■ EXERCISE INPUTS ■
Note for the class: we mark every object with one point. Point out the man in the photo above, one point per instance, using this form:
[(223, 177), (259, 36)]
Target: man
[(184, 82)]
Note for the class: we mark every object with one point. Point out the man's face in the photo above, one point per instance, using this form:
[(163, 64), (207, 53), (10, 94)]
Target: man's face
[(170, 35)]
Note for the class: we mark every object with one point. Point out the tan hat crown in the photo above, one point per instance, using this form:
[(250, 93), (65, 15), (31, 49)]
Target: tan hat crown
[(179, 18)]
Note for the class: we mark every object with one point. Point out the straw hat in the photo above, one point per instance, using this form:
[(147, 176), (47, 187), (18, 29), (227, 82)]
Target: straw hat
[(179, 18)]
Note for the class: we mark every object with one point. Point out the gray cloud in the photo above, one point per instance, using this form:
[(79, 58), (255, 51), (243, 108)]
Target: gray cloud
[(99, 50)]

■ WHAT THE TASK REQUIRES ■
Output the lines of the data above verbatim, starting at the line that contains "out the gray" and ending at the end of the data.

■ WRITTEN ANSWER ■
Note for the class: we mark every object with one point. Point out the gray cloud in the photo above, one point per instance, using this form:
[(79, 58), (255, 51), (243, 108)]
Target: gray cloud
[(99, 50)]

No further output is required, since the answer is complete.